# Instruction
How many lines in the rows below contain the string "positive"? Reply with the number alone.

# Input for this task

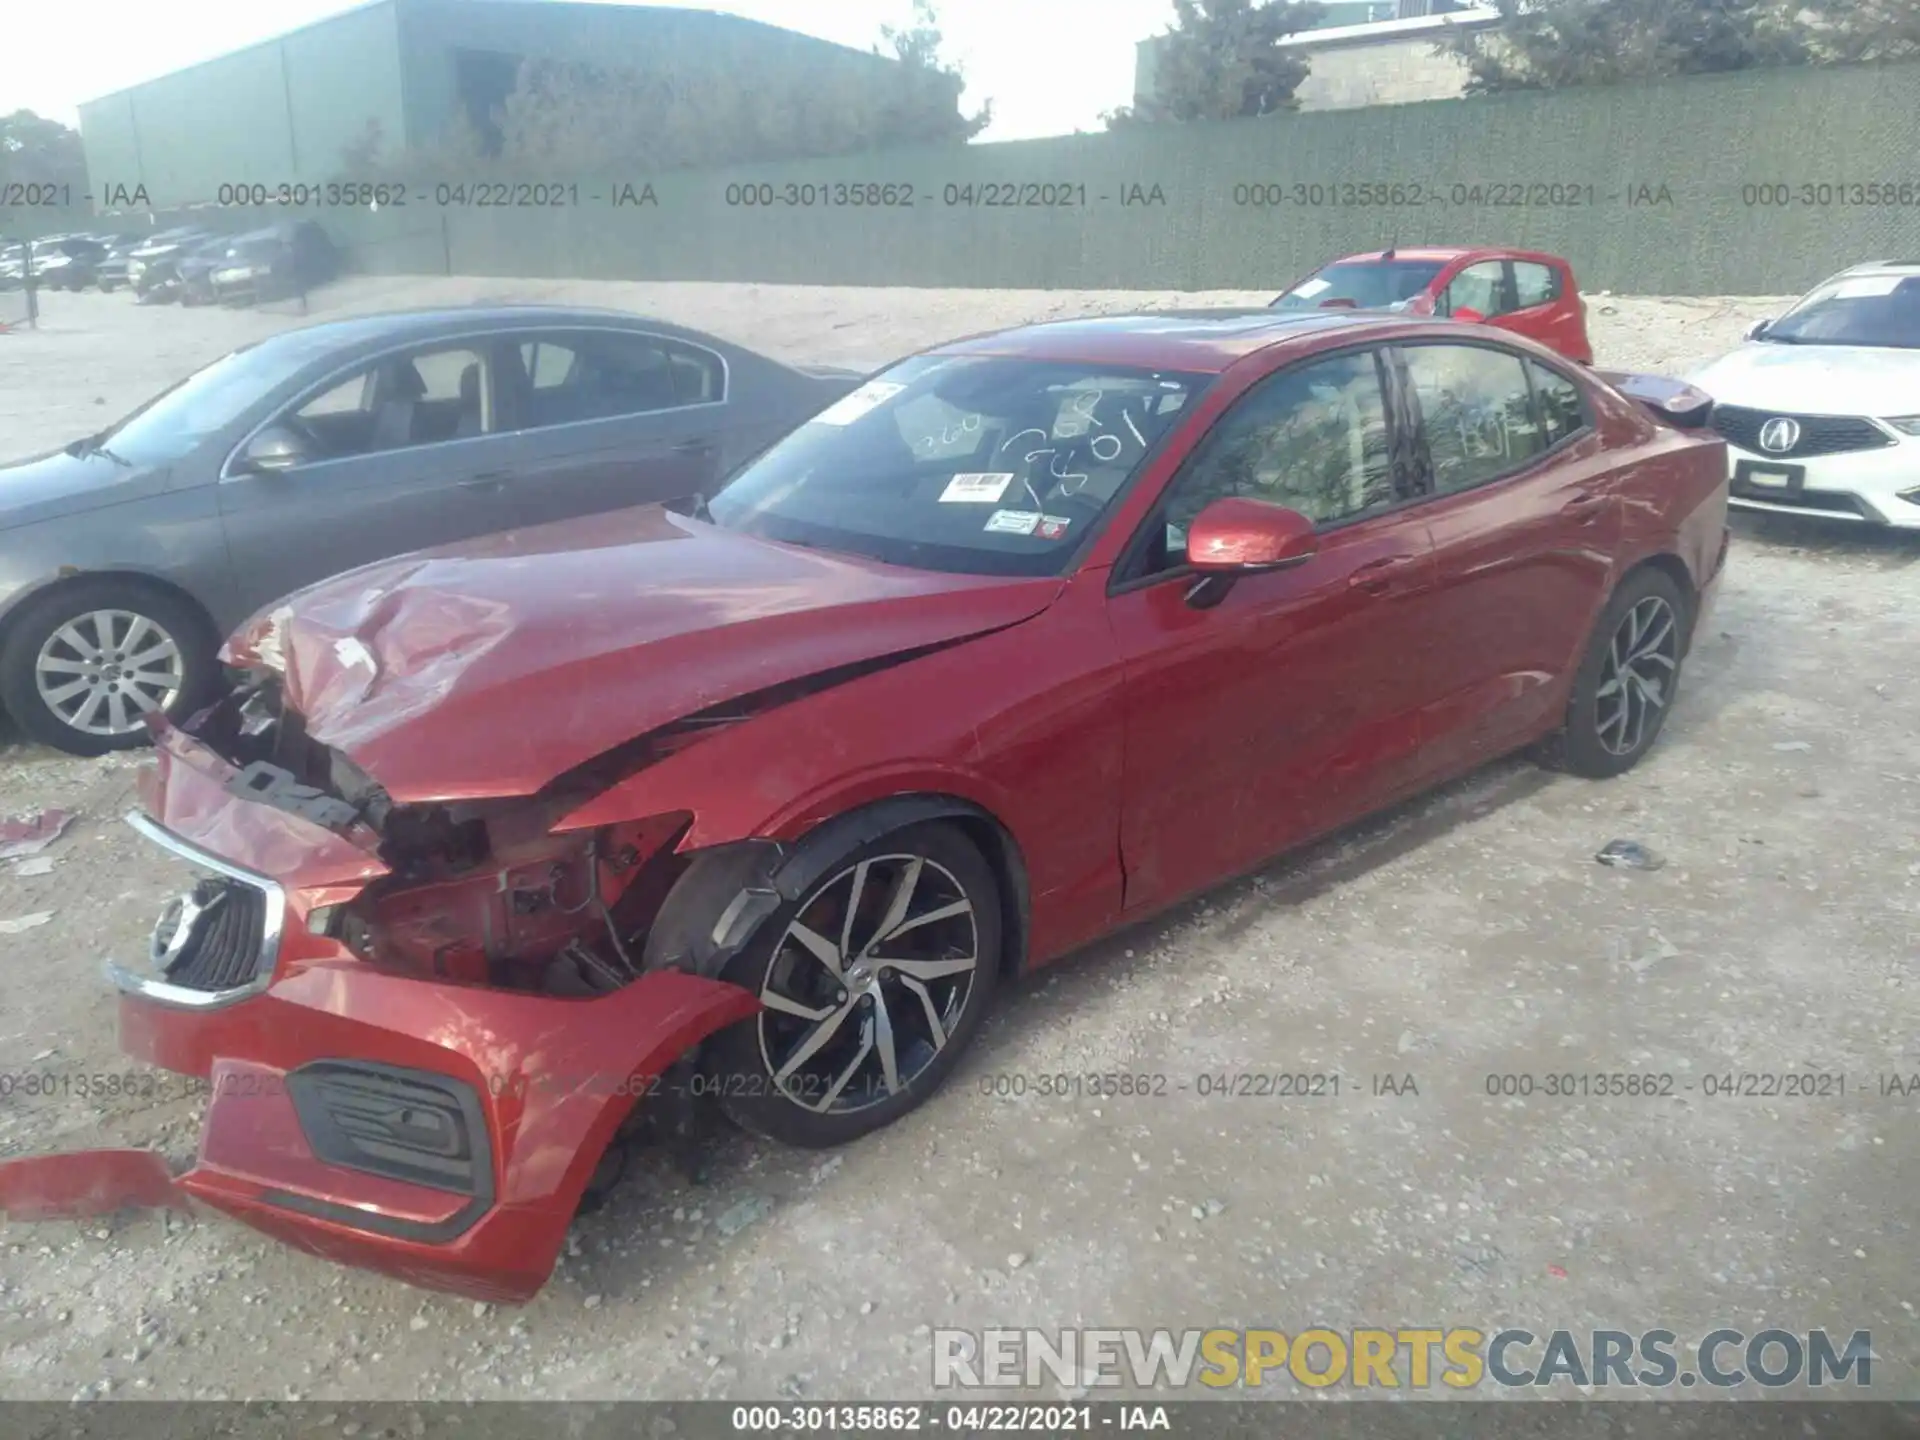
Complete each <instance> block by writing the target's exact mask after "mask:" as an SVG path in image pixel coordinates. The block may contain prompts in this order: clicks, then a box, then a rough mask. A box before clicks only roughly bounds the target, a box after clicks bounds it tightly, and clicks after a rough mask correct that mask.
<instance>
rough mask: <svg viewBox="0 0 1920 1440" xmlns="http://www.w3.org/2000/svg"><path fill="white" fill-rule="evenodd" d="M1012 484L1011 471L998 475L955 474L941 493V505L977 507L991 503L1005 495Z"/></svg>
mask: <svg viewBox="0 0 1920 1440" xmlns="http://www.w3.org/2000/svg"><path fill="white" fill-rule="evenodd" d="M1010 484H1014V474H1012V470H1004V472H998V474H983V472H972V470H970V472H966V474H956V476H954V478H952V480H948V482H947V490H943V492H941V505H970V503H972V505H977V503H993V501H996V499H1000V495H1004V493H1006V488H1008V486H1010Z"/></svg>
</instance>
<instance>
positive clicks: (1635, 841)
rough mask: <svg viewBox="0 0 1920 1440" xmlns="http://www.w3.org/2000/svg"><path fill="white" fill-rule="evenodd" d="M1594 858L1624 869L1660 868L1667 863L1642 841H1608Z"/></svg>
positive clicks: (1656, 868) (1602, 861)
mask: <svg viewBox="0 0 1920 1440" xmlns="http://www.w3.org/2000/svg"><path fill="white" fill-rule="evenodd" d="M1594 858H1596V860H1599V862H1601V864H1603V866H1617V868H1624V870H1659V868H1661V866H1663V864H1667V862H1665V860H1661V856H1657V854H1655V852H1653V851H1649V849H1647V847H1645V845H1642V843H1640V841H1607V843H1605V845H1603V847H1601V849H1599V854H1596V856H1594Z"/></svg>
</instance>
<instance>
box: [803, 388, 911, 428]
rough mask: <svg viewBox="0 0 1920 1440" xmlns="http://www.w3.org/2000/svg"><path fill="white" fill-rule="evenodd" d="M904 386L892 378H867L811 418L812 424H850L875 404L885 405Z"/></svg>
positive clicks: (897, 394) (898, 394) (869, 408)
mask: <svg viewBox="0 0 1920 1440" xmlns="http://www.w3.org/2000/svg"><path fill="white" fill-rule="evenodd" d="M902 390H906V386H902V384H895V382H893V380H868V382H866V384H864V386H860V388H858V390H854V392H852V394H847V396H841V397H839V399H835V401H833V403H831V405H828V407H826V409H824V411H820V415H816V417H814V419H812V422H814V424H852V422H854V420H858V419H860V417H862V415H866V413H868V411H870V409H874V407H876V405H885V403H887V401H889V399H893V397H895V396H899V394H900V392H902Z"/></svg>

# Final answer
3